--- WHAT NEEDS TO BE DONE ---
Shift every answer coordinate by -121 and write out all lines from the one containing "phrase -- woman wearing green cap" through the end of the rows, inclusive. Only the pixel coordinates change; every other line stays as it is.

--- Start ---

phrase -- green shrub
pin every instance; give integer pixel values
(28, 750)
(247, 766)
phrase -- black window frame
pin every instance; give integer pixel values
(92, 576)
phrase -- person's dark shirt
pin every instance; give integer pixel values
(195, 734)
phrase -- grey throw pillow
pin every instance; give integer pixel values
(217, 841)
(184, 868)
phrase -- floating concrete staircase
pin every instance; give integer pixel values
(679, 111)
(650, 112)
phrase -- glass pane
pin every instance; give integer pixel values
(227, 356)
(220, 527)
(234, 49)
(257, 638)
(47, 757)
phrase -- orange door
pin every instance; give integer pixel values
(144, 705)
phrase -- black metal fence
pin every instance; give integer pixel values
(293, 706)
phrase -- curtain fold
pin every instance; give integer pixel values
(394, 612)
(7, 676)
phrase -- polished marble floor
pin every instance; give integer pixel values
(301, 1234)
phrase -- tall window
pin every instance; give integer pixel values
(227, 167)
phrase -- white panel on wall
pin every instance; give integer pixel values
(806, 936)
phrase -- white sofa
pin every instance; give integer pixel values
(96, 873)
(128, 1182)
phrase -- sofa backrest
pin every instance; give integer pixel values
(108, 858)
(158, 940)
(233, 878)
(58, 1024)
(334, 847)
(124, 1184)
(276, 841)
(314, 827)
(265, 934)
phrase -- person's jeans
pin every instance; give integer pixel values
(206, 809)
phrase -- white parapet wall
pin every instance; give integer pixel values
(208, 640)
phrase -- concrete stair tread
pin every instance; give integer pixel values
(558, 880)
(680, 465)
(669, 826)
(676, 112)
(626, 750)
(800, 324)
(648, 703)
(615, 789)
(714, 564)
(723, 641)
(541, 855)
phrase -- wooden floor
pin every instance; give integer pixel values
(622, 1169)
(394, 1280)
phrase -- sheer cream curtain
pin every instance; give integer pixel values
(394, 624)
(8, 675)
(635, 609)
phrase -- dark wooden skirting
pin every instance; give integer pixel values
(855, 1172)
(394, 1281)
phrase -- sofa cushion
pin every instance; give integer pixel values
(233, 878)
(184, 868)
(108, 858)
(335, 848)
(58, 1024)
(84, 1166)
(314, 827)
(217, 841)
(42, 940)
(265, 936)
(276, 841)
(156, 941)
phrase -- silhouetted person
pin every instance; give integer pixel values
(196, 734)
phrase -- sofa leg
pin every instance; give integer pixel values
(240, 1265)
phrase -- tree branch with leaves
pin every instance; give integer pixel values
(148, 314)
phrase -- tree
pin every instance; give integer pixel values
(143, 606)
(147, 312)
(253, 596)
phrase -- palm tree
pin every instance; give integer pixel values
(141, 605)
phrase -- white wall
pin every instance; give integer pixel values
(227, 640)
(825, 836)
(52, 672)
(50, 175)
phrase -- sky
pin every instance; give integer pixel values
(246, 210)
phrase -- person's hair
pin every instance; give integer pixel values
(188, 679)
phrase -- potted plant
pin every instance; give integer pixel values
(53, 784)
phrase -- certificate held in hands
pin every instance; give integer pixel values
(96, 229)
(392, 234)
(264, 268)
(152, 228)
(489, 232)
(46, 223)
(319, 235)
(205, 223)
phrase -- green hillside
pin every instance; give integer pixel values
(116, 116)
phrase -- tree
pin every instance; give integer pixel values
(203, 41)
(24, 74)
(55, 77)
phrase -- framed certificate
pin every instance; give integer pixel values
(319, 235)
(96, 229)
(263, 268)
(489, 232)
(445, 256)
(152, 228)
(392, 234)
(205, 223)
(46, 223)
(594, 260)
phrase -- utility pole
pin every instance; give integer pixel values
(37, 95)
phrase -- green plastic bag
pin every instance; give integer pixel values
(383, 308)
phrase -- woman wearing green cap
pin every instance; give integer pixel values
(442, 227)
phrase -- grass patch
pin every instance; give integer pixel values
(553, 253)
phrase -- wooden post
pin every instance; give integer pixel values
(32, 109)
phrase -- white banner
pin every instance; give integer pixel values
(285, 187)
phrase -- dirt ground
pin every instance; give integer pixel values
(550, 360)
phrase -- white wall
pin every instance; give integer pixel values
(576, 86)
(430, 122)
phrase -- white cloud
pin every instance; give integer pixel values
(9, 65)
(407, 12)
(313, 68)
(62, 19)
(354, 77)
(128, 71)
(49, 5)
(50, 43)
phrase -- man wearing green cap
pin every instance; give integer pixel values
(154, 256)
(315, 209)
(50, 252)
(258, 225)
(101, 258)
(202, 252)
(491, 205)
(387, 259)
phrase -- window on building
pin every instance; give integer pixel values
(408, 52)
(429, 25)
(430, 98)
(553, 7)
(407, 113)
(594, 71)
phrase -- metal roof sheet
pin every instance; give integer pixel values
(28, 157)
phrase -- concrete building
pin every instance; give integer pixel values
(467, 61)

--- End ---

--- REPLY TO THE EXERCISE ---
phrase -- woman wearing green cap
pin every instance; give integer pixel values
(321, 106)
phrase -- grass patch
pin every instance; give integer pixel values
(432, 132)
phrase -- wooden post
pin every instance; give integer pixel values
(-89, -12)
phrase -- white banner
pin every instance; give integer pixel values
(164, 66)
phrase -- dirt ground
pin every instance; give integer pixel values
(429, 239)
phrase -- white wall
pin every instance; give integer pixel values
(455, -35)
(309, 1)
phrase -- white cloud
pin every instance; give integer pixel values
(-112, -56)
(286, -109)
(192, -53)
(-59, -102)
(233, -44)
(7, -50)
(-72, -116)
(-71, -78)
phrase -- man wearing green cap
pin every instance; give integer pixel values
(33, 135)
(194, 88)
(-71, 131)
(137, 104)
(-20, 137)
(81, 131)
(370, 84)
(266, 138)
phrase -- window on building
pin every instance; give integer pixel values
(287, -69)
(308, -96)
(309, -23)
(432, -114)
(286, -8)
(473, -50)
phrase -- metal roof sheet
pin every instance; give integer pixel values
(-93, 36)
phrase -- concrete building
pin every instance; give integer pixel values
(346, -60)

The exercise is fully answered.